• _To be done_
Can you write out all the lines word for word, with no pictures?

Labeled area outline entries
★ ★ ★ ★
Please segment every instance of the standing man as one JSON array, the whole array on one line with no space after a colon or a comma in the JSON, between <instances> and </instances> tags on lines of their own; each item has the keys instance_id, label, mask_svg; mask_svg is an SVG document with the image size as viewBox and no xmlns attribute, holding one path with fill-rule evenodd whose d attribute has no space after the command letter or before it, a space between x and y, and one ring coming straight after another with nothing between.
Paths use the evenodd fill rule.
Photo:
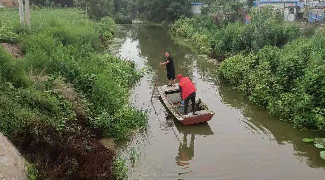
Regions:
<instances>
[{"instance_id":1,"label":"standing man","mask_svg":"<svg viewBox=\"0 0 325 180\"><path fill-rule=\"evenodd\" d=\"M177 75L177 79L179 81L178 86L181 97L184 100L184 116L187 116L188 102L192 101L192 112L195 114L195 96L196 89L188 77L183 77L181 74Z\"/></svg>"},{"instance_id":2,"label":"standing man","mask_svg":"<svg viewBox=\"0 0 325 180\"><path fill-rule=\"evenodd\" d=\"M174 67L174 62L173 60L173 58L169 56L169 53L167 52L165 52L165 57L166 58L165 59L165 62L160 63L159 65L166 65L164 71L166 72L166 69L167 70L167 78L168 79L168 84L167 85L167 87L176 87L176 85L175 84L176 83L176 79L175 78L175 68ZM172 85L172 79L174 81L174 84Z\"/></svg>"}]
</instances>

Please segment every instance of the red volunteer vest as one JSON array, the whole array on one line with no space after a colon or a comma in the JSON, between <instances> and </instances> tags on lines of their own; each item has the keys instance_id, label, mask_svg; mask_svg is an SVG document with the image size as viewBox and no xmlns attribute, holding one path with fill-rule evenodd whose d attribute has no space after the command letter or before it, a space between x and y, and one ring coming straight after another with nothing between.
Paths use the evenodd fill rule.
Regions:
<instances>
[{"instance_id":1,"label":"red volunteer vest","mask_svg":"<svg viewBox=\"0 0 325 180\"><path fill-rule=\"evenodd\" d=\"M178 83L178 86L182 88L182 97L183 100L185 100L190 94L196 91L194 85L188 77L182 78Z\"/></svg>"}]
</instances>

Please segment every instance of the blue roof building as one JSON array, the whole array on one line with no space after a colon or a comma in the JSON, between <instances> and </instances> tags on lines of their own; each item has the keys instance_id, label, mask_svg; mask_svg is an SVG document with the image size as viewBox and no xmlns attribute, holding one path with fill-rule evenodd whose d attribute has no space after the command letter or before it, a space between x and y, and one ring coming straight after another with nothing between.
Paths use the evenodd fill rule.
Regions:
<instances>
[{"instance_id":1,"label":"blue roof building","mask_svg":"<svg viewBox=\"0 0 325 180\"><path fill-rule=\"evenodd\" d=\"M257 8L272 6L275 9L280 9L283 13L285 22L296 20L298 0L260 0L253 1L253 5Z\"/></svg>"}]
</instances>

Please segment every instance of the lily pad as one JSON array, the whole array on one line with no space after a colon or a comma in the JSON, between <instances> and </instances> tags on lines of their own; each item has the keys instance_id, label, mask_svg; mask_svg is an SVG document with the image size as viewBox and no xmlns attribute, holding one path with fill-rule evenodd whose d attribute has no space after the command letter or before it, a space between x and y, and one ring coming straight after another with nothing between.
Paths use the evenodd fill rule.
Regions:
<instances>
[{"instance_id":1,"label":"lily pad","mask_svg":"<svg viewBox=\"0 0 325 180\"><path fill-rule=\"evenodd\" d=\"M319 144L323 145L325 145L325 141L323 140L315 140L314 141L315 144Z\"/></svg>"},{"instance_id":2,"label":"lily pad","mask_svg":"<svg viewBox=\"0 0 325 180\"><path fill-rule=\"evenodd\" d=\"M320 151L320 153L319 154L319 156L322 159L325 160L325 150Z\"/></svg>"},{"instance_id":3,"label":"lily pad","mask_svg":"<svg viewBox=\"0 0 325 180\"><path fill-rule=\"evenodd\" d=\"M199 56L200 57L208 57L208 56L206 55L205 54L200 54L199 55Z\"/></svg>"},{"instance_id":4,"label":"lily pad","mask_svg":"<svg viewBox=\"0 0 325 180\"><path fill-rule=\"evenodd\" d=\"M311 138L304 138L303 139L303 140L306 142L310 142L315 141L315 140Z\"/></svg>"},{"instance_id":5,"label":"lily pad","mask_svg":"<svg viewBox=\"0 0 325 180\"><path fill-rule=\"evenodd\" d=\"M315 144L314 145L315 145L315 147L316 148L325 148L325 146L324 146L322 144Z\"/></svg>"}]
</instances>

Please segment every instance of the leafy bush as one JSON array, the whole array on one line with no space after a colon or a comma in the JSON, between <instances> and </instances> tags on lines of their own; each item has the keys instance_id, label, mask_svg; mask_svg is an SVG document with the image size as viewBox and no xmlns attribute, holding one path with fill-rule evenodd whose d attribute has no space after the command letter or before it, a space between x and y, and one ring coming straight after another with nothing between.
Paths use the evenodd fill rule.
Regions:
★ ★ ★ ★
• _Finished answer_
Please segment every instance of the standing man as one JSON array, the whole array on one line with no space after a colon or a comma in the JSON, between <instances> and </instances> tags on lines of their own; each item has the keys instance_id, label, mask_svg; mask_svg is an SVG document with the image size as viewBox and no xmlns attribute, holding one path with fill-rule evenodd whose d attribute has no space after the command letter or before it, a space between x and y, and one ring coming straight after another with nothing between.
Paths use the evenodd fill rule.
Photo:
Regions:
<instances>
[{"instance_id":1,"label":"standing man","mask_svg":"<svg viewBox=\"0 0 325 180\"><path fill-rule=\"evenodd\" d=\"M177 75L177 79L179 81L178 86L181 97L184 100L184 116L187 116L188 102L192 101L192 112L195 114L195 96L196 89L188 77L183 77L181 74Z\"/></svg>"},{"instance_id":2,"label":"standing man","mask_svg":"<svg viewBox=\"0 0 325 180\"><path fill-rule=\"evenodd\" d=\"M174 67L174 62L173 60L173 58L169 56L169 53L167 52L165 52L165 57L166 58L165 59L165 62L160 63L159 65L166 65L164 71L166 72L166 69L167 70L167 78L168 79L168 84L167 85L167 87L176 87L176 85L175 84L176 83L176 79L175 78L175 68ZM172 85L172 79L174 81L174 84Z\"/></svg>"}]
</instances>

Please segment every instance of the red volunteer vest as one JSON array, the whole array on one line with no space after a colon or a comma in the JSON, between <instances> and </instances> tags on lines of their own; each item has the keys instance_id, label, mask_svg; mask_svg is an SVG document with the image size as viewBox and no xmlns attribute, holding one path with fill-rule evenodd whose d attribute has no space after the command letter or before it, a space between x and y, and one ring coming straight after another with nothing between.
Paths use the evenodd fill rule.
Regions:
<instances>
[{"instance_id":1,"label":"red volunteer vest","mask_svg":"<svg viewBox=\"0 0 325 180\"><path fill-rule=\"evenodd\" d=\"M178 83L178 86L182 88L182 97L183 100L185 100L190 94L196 91L194 85L188 77L182 78Z\"/></svg>"}]
</instances>

Please segment every instance of the blue roof building as one JSON array, the whole array on one line with no space after a colon or a comma in the JSON, between <instances> and </instances> tags on lines of their own; each item has the keys instance_id, label, mask_svg; mask_svg is an SVG document with the image size as viewBox and no xmlns attribute, holding one path with fill-rule evenodd whose d attribute has no space after the command letter or before it, a space between x and y, and one ring coming straight after another with nothing between.
Paths use the evenodd fill rule.
Regions:
<instances>
[{"instance_id":1,"label":"blue roof building","mask_svg":"<svg viewBox=\"0 0 325 180\"><path fill-rule=\"evenodd\" d=\"M257 8L272 6L275 9L280 9L283 13L285 22L296 20L298 0L260 0L253 1L253 5Z\"/></svg>"}]
</instances>

Please segment every instance of the lily pad as one JSON array, the whole array on one line with no space after a colon or a comma in the JSON, between <instances> and </instances> tags on lines of their own; each item has the keys instance_id, label, mask_svg; mask_svg is an SVG document with the image size as viewBox and no xmlns attribute, holding one path with fill-rule evenodd whose d attribute has no space after the command letter or before it, a space between x and y, and one ring coming straight after another with nothing between.
Paths use the evenodd fill rule.
Regions:
<instances>
[{"instance_id":1,"label":"lily pad","mask_svg":"<svg viewBox=\"0 0 325 180\"><path fill-rule=\"evenodd\" d=\"M319 144L323 145L325 145L325 141L323 140L315 140L314 141L315 144Z\"/></svg>"},{"instance_id":2,"label":"lily pad","mask_svg":"<svg viewBox=\"0 0 325 180\"><path fill-rule=\"evenodd\" d=\"M320 151L320 153L319 154L319 156L322 159L325 160L325 150Z\"/></svg>"},{"instance_id":3,"label":"lily pad","mask_svg":"<svg viewBox=\"0 0 325 180\"><path fill-rule=\"evenodd\" d=\"M199 56L200 57L208 57L208 56L206 55L205 54L200 54L199 55Z\"/></svg>"},{"instance_id":4,"label":"lily pad","mask_svg":"<svg viewBox=\"0 0 325 180\"><path fill-rule=\"evenodd\" d=\"M311 138L304 138L303 139L303 140L306 142L310 142L315 141L315 140Z\"/></svg>"},{"instance_id":5,"label":"lily pad","mask_svg":"<svg viewBox=\"0 0 325 180\"><path fill-rule=\"evenodd\" d=\"M315 144L314 145L315 145L315 147L316 148L325 148L325 146L324 146L322 144Z\"/></svg>"}]
</instances>

Please segment every instance of the leafy bush as one JSON array, the whole array on one line with no space after a colon or a comma in the JSON, between <instances> and </instances> tags on lines of their own; each item has the keys instance_id, label, mask_svg; mask_svg is an SVG document with the image size as viewBox and no xmlns attribute, holding one path with fill-rule evenodd whose d attribute has no space after the command letter or before it, a space between x and y, and one ring coming straight after another with nothing between.
Paths use the evenodd fill rule.
Regions:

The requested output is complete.